#### TRECHO

O governo indiano afirmou que a retomada dos voos deve fortalecer o “contato entre os povos” e ajudar na “gradual normalização dos intercâmbios bilaterais”. Para o jornal chinês, a reabertura das rotas representa um passo essencial rumo à normalização das relações, indo muito além de um simples avanço logístico.
De tensões a entendimento político
Nos últimos anos, as relações sino-indianas foram marcadas por tensões nas fronteiras, flutuações no comércio e restrições impostas pela pandemia. No entanto, um novo ciclo começou após o encontro entre o presidente Xi Jinping e o primeiro-ministro Narendra Modi em Tianjin, em agosto deste ano.
Durante a reunião, Xi afirmou que China e Índia devem ser “bons vizinhos e parceiros que se ajudam mutuamente a ter sucesso”, enquanto Modi respondeu que os dois países são “parceiros, não rivais” e que “o consenso entre as nações supera em muito as divergências”. Essa troca de mensagens positivas abriu espaço para uma reaproximação guiada pela diplomacia de alto nível.

########
#### REGISTROS EXIBIDOS

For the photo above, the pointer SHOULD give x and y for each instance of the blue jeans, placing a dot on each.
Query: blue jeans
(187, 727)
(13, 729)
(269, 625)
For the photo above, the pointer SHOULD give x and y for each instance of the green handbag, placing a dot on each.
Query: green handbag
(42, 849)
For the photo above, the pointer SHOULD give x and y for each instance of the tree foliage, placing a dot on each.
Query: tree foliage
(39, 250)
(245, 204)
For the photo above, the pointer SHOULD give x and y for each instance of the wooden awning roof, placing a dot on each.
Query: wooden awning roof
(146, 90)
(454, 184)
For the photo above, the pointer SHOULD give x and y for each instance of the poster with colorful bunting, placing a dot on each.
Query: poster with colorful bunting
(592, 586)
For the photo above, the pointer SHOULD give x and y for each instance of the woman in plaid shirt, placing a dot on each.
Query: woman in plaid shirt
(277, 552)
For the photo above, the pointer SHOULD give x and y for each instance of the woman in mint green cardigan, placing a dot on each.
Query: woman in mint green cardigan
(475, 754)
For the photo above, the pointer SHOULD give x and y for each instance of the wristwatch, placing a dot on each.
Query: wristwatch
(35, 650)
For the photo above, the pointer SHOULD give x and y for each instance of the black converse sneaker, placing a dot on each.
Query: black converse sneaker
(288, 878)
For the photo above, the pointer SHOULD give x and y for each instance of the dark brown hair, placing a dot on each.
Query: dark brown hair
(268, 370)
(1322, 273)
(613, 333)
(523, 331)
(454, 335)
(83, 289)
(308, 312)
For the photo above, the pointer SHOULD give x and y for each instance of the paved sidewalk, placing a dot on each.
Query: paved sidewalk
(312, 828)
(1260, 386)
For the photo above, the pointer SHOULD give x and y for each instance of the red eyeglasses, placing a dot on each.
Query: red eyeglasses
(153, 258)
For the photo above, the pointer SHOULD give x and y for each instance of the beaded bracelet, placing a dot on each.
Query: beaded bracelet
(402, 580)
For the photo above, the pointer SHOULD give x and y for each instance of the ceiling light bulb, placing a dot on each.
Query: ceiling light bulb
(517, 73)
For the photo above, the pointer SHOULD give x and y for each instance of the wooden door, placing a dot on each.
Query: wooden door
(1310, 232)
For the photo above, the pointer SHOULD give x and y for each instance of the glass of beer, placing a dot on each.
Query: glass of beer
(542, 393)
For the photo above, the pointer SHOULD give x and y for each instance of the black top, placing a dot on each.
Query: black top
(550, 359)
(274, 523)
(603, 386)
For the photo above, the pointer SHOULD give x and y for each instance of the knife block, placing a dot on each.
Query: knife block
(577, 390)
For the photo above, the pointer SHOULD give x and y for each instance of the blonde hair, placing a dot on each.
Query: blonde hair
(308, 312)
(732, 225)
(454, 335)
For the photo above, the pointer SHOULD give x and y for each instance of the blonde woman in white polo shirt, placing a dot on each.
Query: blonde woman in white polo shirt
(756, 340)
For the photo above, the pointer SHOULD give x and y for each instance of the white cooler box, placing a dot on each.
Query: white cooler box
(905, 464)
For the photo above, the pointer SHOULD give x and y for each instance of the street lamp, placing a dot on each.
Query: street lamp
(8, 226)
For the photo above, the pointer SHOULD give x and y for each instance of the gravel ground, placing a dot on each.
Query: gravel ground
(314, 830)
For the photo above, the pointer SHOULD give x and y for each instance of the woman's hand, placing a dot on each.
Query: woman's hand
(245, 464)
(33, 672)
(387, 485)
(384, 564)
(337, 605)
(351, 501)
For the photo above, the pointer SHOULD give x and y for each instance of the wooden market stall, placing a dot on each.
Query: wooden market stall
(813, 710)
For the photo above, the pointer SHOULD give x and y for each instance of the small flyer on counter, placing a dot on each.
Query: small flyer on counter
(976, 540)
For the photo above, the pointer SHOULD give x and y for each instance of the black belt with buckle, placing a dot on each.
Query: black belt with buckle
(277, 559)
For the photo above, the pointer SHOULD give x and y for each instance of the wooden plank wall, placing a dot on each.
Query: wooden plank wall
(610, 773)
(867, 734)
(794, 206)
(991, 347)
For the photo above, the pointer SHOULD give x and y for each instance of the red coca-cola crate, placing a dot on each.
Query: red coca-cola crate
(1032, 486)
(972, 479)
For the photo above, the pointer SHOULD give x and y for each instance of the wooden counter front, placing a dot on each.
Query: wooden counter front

########

Transcreva o trecho sobre as relações entre China e Índia de "O governo indiano" até "simples avanço logístico.".

(EXERCÍCIO RESOLVIDO)
O governo indiano afirmou que a retomada dos voos deve fortalecer o “contato entre os povos” e ajudar na “gradual normalização dos intercâmbios bilaterais”. Para o jornal chinês, a reabertura das rotas representa um passo essencial rumo à normalização das relações, indo muito além de um simples avanço logístico.